◆ Region annotation entries:
· · · · ·
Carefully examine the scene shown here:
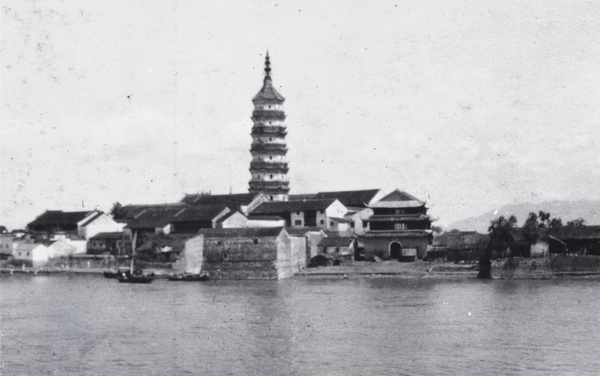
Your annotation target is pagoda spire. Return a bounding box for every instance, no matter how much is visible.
[265,50,271,78]
[248,51,290,201]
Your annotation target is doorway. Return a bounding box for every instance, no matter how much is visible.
[390,242,402,260]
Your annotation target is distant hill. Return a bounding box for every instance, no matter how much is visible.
[447,200,600,233]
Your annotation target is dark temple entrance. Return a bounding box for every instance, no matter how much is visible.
[390,242,402,260]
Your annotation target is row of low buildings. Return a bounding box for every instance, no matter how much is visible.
[428,226,600,261]
[0,189,431,278]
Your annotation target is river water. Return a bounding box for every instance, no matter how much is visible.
[0,275,600,375]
· · · · ·
◆ Written task:
Reproduce every line of the items above, requests included, but resize each bounding box by multiplying its coordinates by 0.65 and rounding to whole numbers, with halves rounded up. Leave the pictures out of your answer.

◆ Answer:
Carefully examine the scene shown here:
Your annotation target is pagoda spire. Return a bounding box for every instance, no matter how much is visible.
[172,33,176,51]
[161,33,189,131]
Your annotation target is doorway. Return a bounding box for every instance, no matter how much is visible.
[254,157,261,169]
Your annotation target is distant hill. Return a bounding box for every instance, no matter how much is visible.
[291,130,390,151]
Your annotation target is dark temple entrance. Return a bounding box for every instance, no matter how much is visible.
[254,157,261,169]
Your annotation target is row of low buildings. Return a bounding box for every instance, no matter how much is visible.
[278,147,390,170]
[0,123,280,181]
Your annotation target is river water. Return a bounding box for every instance, no matter how much is visible.
[0,179,390,244]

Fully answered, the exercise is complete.